____ Text to read
|
SEX sells. So here's a dark horse for the next federal election. It's a new political party, and unless you were a voter in the Higgins or Bradfield by-elections over the weekend, you probably haven't heard of it yet.
It's a party that stands for equality and social justice, for civil liberties and for freedom of choice.
In the leafy electorate of Bradfield on Sydney's north shore, where more than 20 candidates vied for what is a very safe Liberal Party seat, it attracted the third-highest primary vote of the field.
We're talking about the Australian Sex Party; a political grouping with a policy platform not nearly as racy as its name might suggest. Think of it as libertarian rather than libertine.
In both Bradfield and Higgins it received just shy of 3.3 per cent of the primary vote.
This may not sound like a lot, but these by-elections were dominated by two big federal issues; that of the federal Liberal Party leadership, and the national angst over what to do (if anything) about the fact that summers seem to be getting hotter.
Other issues such as censorship in Australia, gender equality, sex education and a woman's right to choose have not exactly been hot news of late. Nor do minor parties or Independents usually tend to fare well in federal Lower House seats.
In the Senate it is a different story, as the Family First's Steve Fielding and anti-pokies Independent Nick Xenophon would demonstrate.
And should the Government decide to call a double-dissolution election next year, remember that just 7.7 per cent of the vote secures a Senate seat.
The ASP, which was born out of adult industry lobby group the Eros Foundation, is headed by Fiona Patten, the charismatic and articulate chief executive of Eros, and a veteran campaigner on issues such as censorship, gender equality and discrimination.
These areas of social policy are likely to come to the fore again soon. For a start, federal Communications Minister Stephen Conroy is sitting on a potential bomb in the form of a report into trials of mandatory internet filtering in Australia. In mid-October he told a Senate committee he had received the report from Enex Testlabs, which would be released for public consultation "as soon as is practicable".

That was six weeks ago, so the cynical among us could be forgiven for wondering just how sanitised the document will be when it finally emerges.
________
____ Items
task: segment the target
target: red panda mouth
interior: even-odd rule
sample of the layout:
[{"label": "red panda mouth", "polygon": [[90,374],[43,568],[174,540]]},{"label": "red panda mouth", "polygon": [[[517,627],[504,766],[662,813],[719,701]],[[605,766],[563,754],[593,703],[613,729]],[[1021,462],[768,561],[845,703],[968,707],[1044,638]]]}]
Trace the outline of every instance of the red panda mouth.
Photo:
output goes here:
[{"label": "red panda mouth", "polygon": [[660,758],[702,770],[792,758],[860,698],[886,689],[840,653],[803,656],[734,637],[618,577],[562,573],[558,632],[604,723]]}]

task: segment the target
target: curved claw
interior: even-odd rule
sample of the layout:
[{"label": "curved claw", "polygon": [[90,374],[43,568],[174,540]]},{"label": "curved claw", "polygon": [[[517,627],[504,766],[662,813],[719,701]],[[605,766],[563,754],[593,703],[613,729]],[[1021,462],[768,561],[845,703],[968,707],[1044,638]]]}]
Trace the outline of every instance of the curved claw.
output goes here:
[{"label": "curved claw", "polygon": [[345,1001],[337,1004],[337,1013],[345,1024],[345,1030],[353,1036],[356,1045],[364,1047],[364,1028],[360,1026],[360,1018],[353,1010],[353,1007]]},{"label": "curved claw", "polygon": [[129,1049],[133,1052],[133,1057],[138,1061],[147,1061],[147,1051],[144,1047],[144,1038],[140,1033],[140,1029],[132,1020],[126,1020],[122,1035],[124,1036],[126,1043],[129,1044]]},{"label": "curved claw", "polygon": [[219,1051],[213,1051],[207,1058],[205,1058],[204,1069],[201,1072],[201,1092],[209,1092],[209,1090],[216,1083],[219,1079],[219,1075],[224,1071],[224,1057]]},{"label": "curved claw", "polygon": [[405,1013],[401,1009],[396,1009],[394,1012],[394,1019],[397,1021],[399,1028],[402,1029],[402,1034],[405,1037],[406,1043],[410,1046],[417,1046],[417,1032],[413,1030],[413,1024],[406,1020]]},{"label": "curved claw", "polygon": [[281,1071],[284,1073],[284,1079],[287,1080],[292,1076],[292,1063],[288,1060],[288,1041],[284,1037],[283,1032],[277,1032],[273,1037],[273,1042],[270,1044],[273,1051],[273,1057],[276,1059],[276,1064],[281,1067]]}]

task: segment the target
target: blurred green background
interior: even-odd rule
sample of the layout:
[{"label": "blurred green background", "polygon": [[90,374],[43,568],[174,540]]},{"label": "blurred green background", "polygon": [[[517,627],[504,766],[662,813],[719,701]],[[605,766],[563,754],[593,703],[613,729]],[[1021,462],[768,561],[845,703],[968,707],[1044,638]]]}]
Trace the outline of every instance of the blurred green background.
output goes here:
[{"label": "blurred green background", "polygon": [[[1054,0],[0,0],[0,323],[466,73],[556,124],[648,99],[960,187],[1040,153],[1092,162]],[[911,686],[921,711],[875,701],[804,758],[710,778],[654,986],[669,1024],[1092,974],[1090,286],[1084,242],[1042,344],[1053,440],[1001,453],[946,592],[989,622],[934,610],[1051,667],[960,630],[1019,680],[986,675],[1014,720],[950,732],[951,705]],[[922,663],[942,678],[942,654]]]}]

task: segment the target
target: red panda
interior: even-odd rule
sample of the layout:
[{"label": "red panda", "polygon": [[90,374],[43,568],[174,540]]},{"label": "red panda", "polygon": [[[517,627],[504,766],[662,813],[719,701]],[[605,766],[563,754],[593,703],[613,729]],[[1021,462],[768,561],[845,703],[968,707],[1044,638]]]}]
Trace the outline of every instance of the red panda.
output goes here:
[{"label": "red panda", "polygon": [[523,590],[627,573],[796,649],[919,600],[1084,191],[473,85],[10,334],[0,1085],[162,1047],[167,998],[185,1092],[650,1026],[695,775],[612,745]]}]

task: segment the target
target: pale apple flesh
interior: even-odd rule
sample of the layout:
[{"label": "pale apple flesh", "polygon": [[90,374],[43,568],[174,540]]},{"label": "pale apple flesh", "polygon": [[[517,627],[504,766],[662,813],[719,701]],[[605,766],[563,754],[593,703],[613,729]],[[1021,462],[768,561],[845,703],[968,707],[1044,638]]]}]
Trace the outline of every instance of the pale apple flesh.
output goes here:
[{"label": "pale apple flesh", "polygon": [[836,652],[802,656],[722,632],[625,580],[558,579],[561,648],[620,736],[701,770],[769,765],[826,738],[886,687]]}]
________
**Work to complete**
1: According to the article on the Australian Sex Party, who heads the party?
2: Quote the stretch of the article on the Australian Sex Party from "We're talking about" through "the primary vote.".
3: List every person named in the article on the Australian Sex Party.

**Solutions to each task**
1: Fiona Patten, the chief executive of the Eros Foundation, heads the party.

2:
We're talking about the Australian Sex Party; a political grouping with a policy platform not nearly as racy as its name might suggest. Think of it as libertarian rather than libertine.
In both Bradfield and Higgins it received just shy of 3.3 per cent of the primary vote.

3:
Steve Fielding
Nick Xenophon
Fiona Patten
Stephen Conroy